• _Yang Diminta_:
Tuliskan kembali seluruh kutipan tentang kompetensi guru di abad ini secara utuh, tanpa mengubah satu kata pun.

• _Kutipan Teks_:

==================================================

Jika kemudian mereka tidak punya bekal yang cukup maka mereka akan menjadi
penonton bahkan kuli di negerinya sendiri.
masih menurut Anies, kompetensi yang menjadi tuntutan
di abad ini adalah berfikir kritis, kreativitas, kolaborasi dan komunikasi.
Berfikir kritis adalah sikap yang membuka wawasan dan fikiran mensikapi
berbagai persoalan, sehingga dengan kompetensi ini guru diharapkan mampu
memahami segala persoalan di lapangan sekligus mampu memberikan solusi dari
permasalahan itu. Kreatifitas merupakan kompetensi yang menjadikan seorang guru
mampu membaca situasi untuk kreatif dalam melakukan perubahan dalam
pembelajaran, mengerti akan kebutuhan anak didiknya dan juga mampu menciptakan
suasana baru dalam pembelajarannya. Kolaborasi dan komunikasi juga kompetensi
penting di era ini, seorang guru tidak boleh menutup diri, dan pintar untuk
dimiliki sendiri, akan tetapi seorang guru harus mampu berkolaborasi sekaligus
membuka komunikasi secara baik dengan anak didiknya.

==================================================

• _Daftar Entri_:
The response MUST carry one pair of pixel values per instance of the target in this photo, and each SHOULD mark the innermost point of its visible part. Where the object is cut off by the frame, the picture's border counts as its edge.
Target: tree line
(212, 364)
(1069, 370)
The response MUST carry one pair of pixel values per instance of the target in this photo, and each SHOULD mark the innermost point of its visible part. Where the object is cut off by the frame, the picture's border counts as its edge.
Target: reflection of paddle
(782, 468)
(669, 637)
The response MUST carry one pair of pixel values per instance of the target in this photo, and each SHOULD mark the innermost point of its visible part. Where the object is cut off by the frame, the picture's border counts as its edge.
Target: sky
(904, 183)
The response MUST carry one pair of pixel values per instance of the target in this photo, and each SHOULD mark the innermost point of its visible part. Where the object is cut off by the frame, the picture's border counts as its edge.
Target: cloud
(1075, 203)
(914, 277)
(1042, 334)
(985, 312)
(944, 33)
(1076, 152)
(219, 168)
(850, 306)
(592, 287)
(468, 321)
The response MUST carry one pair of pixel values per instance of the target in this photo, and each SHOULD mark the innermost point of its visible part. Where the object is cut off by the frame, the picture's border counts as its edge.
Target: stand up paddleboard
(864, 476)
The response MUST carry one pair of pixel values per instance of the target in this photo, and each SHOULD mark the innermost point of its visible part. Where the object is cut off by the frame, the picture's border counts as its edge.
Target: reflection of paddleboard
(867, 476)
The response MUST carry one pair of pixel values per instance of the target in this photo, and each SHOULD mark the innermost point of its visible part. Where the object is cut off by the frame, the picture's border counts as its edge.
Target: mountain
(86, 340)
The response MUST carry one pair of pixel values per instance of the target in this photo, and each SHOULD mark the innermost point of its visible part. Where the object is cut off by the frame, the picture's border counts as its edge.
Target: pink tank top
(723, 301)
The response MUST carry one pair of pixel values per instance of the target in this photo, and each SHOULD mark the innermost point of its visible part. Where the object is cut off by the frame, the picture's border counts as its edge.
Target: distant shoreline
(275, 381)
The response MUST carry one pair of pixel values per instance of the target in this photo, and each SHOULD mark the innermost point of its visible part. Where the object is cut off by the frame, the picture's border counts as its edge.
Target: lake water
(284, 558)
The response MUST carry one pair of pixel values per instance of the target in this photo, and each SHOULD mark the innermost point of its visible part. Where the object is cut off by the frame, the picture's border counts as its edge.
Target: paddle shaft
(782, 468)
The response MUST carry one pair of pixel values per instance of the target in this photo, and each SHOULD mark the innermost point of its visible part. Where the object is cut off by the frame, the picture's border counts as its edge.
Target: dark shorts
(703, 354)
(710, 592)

==================================================

• _Penyelesaian Tugas_:
Jika kemudian mereka tidak punya bekal yang cukup maka mereka akan menjadi
penonton bahkan kuli di negerinya sendiri.
masih menurut Anies, kompetensi yang menjadi tuntutan
di abad ini adalah berfikir kritis, kreativitas, kolaborasi dan komunikasi.
Berfikir kritis adalah sikap yang membuka wawasan dan fikiran mensikapi
berbagai persoalan, sehingga dengan kompetensi ini guru diharapkan mampu
memahami segala persoalan di lapangan sekligus mampu memberikan solusi dari
permasalahan itu. Kreatifitas merupakan kompetensi yang menjadikan seorang guru
mampu membaca situasi untuk kreatif dalam melakukan perubahan dalam
pembelajaran, mengerti akan kebutuhan anak didiknya dan juga mampu menciptakan
suasana baru dalam pembelajarannya. Kolaborasi dan komunikasi juga kompetensi
penting di era ini, seorang guru tidak boleh menutup diri, dan pintar untuk
dimiliki sendiri, akan tetapi seorang guru harus mampu berkolaborasi sekaligus
membuka komunikasi secara baik dengan anak didiknya.